» **Problem set**
(1) List every national or city economic plan named in the Middle East M&A excerpt.
(2) In the Middle East M&A excerpt, why did dealmakers in the region start 2023 feeling hopeful? Answer in one to three sentences.
(3) Continue the Middle East M&A excerpt from its last sentence.

» **Excerpt to read**
################

Tensions have been growing in the Middle East, as global geopolitics play out across the region. But, unlike other parts of the world, dealmakers in the Middle East still began 2023 with a sense of optimism. With encouraging economic growth forecasts for the region and the impetus of political leadership intent on diversifying away from dependence on fossil fuels, there was good reason to look forward to a strong year of M&A activity. The outturn for the year, however, has proved disappointing. M&A in the region has been unable to escape the impacts of global economic headwinds, as well as geopolitical tension and volatility in the oil price during the second half of the year.

Over the first three quarters of the year, there were 367 M&A transactions worth $28.8bn involving Middle Eastern targets, according to data from White & Case. This is down on the total for 2022 of 752 deals worth $71.5bn – way down on the peak year of 2021, which saw more than $131bn worth of M&A.

Transguard is spreading its wings in the UAE vans on airport tarmac middle east Emirates plane
Business services group Transguard has an active M&A strategy in the area

While the Middle East presents promising opportunities for M&A activity, it is important to acknowledge the connection to the global landscape, says Zubin Chiba, corporate finance leader at PwC Middle East. “There has been a focus on valuations, cash generation and other key return metrics within the deals landscape.”

Salmaan Khawaja, who heads up the financial advisory services team at Grant Thornton in the United Arab Emirates (UAE), is upbeat about the prospects for the region. “We anticipate a positive outlook over the long term from the level of aspiration in the region,” he says. “For example, look at the Vision 2030 strategy of the Saudi Arabian government to diversify the economy and expand new industries, as well as the Abu Dhabi Economic Vision and Dubai’s D33 economic agenda.”

################

» **Dataset**
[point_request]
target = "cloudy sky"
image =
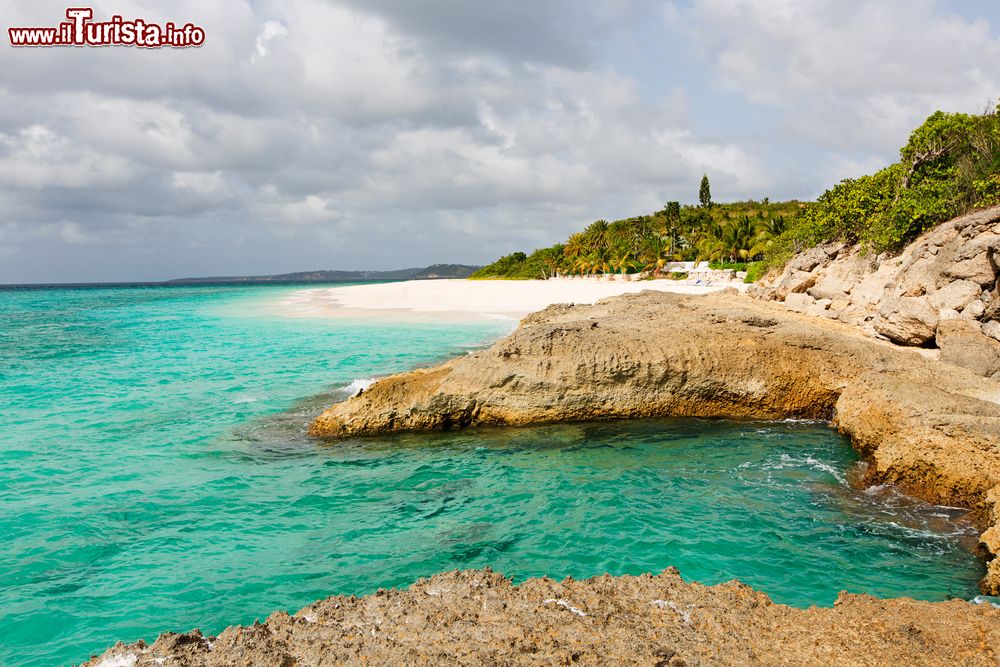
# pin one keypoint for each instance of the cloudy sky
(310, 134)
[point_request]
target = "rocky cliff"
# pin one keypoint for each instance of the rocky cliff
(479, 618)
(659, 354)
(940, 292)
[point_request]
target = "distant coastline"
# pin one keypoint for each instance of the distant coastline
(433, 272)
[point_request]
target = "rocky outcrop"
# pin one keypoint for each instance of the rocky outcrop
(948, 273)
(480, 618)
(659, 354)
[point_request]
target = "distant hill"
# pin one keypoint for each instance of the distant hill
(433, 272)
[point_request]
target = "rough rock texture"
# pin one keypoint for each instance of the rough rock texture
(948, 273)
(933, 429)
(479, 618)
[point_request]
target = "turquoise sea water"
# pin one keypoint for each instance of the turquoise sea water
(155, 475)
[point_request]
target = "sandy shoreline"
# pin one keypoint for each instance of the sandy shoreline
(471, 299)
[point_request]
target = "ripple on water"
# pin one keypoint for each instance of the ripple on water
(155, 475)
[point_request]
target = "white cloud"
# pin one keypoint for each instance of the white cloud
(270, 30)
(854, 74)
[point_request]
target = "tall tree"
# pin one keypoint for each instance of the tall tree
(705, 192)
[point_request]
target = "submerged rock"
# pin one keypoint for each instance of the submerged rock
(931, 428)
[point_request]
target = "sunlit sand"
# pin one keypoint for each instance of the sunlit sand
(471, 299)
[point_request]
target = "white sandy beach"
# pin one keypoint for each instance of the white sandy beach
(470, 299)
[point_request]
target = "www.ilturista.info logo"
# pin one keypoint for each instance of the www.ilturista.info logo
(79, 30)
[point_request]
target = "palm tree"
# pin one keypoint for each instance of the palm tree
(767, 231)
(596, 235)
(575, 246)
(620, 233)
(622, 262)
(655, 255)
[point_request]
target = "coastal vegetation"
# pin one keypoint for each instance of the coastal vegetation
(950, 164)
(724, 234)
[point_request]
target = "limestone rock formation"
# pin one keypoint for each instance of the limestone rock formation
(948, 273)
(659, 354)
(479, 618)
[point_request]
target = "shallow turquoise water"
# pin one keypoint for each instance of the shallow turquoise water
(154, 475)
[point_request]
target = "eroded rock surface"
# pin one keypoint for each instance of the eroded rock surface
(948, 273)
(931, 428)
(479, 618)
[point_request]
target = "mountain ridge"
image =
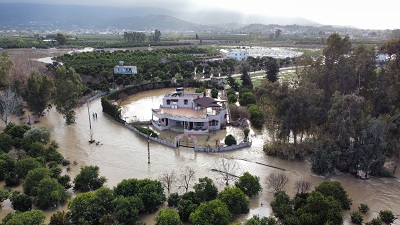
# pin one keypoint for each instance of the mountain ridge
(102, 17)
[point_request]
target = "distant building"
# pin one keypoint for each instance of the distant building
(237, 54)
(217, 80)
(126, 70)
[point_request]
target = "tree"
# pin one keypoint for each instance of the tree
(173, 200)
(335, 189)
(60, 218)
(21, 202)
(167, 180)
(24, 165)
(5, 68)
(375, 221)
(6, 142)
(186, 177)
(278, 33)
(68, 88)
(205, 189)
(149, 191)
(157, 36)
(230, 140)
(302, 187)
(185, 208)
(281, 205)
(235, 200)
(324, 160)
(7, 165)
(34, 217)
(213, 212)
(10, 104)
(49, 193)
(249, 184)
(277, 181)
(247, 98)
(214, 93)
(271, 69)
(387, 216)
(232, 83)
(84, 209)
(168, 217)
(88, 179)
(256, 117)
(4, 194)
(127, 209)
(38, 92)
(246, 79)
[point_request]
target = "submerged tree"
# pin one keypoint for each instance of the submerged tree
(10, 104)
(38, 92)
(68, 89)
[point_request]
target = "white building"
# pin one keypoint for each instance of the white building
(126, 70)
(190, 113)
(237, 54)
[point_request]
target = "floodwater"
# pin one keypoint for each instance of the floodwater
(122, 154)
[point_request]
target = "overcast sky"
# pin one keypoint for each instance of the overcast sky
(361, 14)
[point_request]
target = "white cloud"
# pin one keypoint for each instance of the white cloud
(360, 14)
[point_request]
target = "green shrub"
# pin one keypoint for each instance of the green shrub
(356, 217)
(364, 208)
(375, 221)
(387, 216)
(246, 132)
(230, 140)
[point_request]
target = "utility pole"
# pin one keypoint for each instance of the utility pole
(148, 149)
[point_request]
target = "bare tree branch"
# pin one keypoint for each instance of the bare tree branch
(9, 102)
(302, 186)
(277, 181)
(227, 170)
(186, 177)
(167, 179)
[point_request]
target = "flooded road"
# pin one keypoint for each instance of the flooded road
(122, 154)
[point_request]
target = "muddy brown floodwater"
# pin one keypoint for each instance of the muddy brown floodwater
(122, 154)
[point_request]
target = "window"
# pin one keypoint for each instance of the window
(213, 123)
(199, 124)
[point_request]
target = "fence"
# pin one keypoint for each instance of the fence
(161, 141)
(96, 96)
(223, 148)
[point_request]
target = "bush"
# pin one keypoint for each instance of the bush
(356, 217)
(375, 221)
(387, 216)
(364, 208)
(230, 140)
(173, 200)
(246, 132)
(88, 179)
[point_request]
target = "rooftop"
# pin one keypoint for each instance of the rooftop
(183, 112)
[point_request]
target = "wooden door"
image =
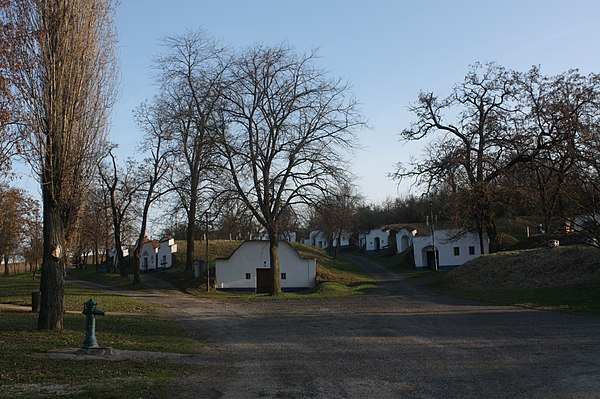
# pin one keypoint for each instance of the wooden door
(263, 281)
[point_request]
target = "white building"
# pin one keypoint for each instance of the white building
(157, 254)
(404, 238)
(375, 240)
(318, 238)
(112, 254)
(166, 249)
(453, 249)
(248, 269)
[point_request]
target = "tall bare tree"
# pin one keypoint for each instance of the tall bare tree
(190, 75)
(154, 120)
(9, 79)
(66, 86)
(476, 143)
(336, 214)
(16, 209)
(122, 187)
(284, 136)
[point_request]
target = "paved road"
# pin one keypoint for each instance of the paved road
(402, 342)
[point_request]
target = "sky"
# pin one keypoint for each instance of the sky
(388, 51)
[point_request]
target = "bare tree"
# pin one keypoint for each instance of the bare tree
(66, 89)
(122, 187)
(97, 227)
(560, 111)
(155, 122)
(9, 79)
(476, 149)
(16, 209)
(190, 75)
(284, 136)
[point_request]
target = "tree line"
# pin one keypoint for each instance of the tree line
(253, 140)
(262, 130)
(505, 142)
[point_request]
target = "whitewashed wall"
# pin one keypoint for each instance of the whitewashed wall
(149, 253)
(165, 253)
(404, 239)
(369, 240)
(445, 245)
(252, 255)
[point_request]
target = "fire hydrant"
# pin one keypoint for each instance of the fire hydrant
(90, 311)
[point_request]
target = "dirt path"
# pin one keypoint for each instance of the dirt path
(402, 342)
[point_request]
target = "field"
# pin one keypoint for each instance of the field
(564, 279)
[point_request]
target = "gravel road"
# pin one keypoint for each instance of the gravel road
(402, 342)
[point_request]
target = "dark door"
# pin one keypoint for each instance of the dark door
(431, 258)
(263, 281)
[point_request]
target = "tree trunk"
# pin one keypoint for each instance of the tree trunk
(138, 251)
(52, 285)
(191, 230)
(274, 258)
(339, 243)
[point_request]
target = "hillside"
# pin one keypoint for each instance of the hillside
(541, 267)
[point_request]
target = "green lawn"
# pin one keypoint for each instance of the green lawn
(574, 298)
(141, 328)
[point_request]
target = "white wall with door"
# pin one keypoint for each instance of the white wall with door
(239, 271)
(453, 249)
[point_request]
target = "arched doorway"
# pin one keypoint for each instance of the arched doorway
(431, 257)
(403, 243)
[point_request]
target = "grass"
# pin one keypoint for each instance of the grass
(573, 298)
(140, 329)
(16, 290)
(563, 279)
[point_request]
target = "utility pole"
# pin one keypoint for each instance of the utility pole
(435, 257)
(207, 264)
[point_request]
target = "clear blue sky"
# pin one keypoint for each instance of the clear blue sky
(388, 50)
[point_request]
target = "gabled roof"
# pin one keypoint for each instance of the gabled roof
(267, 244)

################

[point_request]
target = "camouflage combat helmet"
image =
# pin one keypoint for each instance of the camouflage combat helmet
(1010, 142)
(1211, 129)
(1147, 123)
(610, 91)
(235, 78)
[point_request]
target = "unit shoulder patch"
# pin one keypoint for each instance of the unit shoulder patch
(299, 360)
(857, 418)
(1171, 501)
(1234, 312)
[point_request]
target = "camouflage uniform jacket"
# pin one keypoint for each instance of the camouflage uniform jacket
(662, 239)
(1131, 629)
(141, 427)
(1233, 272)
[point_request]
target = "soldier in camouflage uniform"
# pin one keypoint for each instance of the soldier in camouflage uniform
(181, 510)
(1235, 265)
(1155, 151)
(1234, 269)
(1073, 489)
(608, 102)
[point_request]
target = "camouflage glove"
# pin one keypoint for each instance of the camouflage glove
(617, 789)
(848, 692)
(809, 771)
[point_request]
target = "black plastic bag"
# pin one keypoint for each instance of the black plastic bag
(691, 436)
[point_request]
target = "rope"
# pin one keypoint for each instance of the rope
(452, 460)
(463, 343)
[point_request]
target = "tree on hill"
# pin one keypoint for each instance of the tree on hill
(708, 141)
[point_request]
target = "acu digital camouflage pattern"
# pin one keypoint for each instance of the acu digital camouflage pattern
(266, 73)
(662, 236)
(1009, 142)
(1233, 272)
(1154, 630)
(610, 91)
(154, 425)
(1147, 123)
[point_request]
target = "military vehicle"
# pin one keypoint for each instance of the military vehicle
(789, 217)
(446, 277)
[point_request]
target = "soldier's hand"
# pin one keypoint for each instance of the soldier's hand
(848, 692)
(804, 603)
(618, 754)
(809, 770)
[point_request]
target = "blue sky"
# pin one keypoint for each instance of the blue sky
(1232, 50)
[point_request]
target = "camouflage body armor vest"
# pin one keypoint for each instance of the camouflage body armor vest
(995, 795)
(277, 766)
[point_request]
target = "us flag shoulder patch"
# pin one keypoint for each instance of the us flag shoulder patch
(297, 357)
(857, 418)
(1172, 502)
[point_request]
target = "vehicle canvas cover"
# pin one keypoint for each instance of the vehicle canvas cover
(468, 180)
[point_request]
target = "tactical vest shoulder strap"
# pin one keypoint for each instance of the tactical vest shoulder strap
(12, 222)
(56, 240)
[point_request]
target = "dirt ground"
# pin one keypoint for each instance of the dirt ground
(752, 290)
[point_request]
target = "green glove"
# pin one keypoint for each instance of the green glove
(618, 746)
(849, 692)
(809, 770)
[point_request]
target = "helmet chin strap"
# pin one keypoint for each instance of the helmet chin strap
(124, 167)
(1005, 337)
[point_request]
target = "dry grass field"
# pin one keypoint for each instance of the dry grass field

################

» **Answers**
(1)
- Saudi Arabia's Vision 2030
- Abu Dhabi Economic Vision
- Dubai's D33 economic agenda

(2) Growth forecasts for the region were encouraging. Political leaders were also pushing to make the economy less dependent on fossil fuels, so there was good reason to expect a strong year of M&A activity.

(3)
Certainly, Middle Eastern countries such as Saudi Arabia and the UAE are making their intent clear. The UAE’s hosting of the COP28 climate change conference in December may have raised eyebrows, but it underlined the fact that Middle Eastern leaders recognise the imperative to reorient their economies away from oil. M&A is likely to play a huge part in that shift.

Modernising through M&A

Indeed, while deals in the region are taking place in a broad spread of sectors, they are very often linked to the drive to diversify and modernise the region, says Rajiv Maloo, a partner at KPMG in the Lower Gulf: “We’re seeing many deals that have a technology element to them in one way or another. Similarly, the transition to cleaner sources of energy is a theme across the region, with governments making a conscious decision to be at the centre of that debate.”

Activity in other sectors reflects similar concerns. “Food security is a consideration across the Middle East, so we are seeing activity in the food space across the entire value chain,” Maloo adds. “And there is continued interest in the healthcare sector, not only in terms of expanding hospital network and healthcare provision, but also in the pharmaceutical space.”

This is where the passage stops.